CONSIGNE 1:
Selon l'extrait de page, de quelle affaire la pièce de Jean Genet est-elle inspirée ?
CONSIGNE 2:
Relevez dans l'extrait de page toutes les personnes désignées à la fois par un prénom et un nom de famille.

Les Bonnes, de Jean Genet :
le fantasme morbide des robes de Madame
Par Philippe Leclercq, critique
Régal de construction dramatique, la plus célèbre pièce de Jean Genet, inspirée par l’affaire des sœurs Papin, est jouée au Théâtre 14 puis part en tournée. La mise en scène pétulante de Mathieu Touzé souligne, au-delà du conflit de classes, l’importance de l’inversion des identités et du travestissement.

EXTRAIT DU JEU:
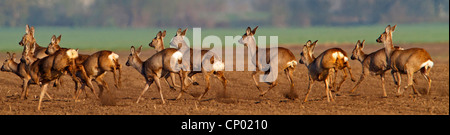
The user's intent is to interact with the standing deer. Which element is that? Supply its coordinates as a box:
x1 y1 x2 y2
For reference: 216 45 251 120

RÉSULTAT ATTENDU 1:
De l'affaire des sœurs Papin.

RÉSULTAT ATTENDU 2:
Jean Genet, Philippe Leclercq, Mathieu Touzé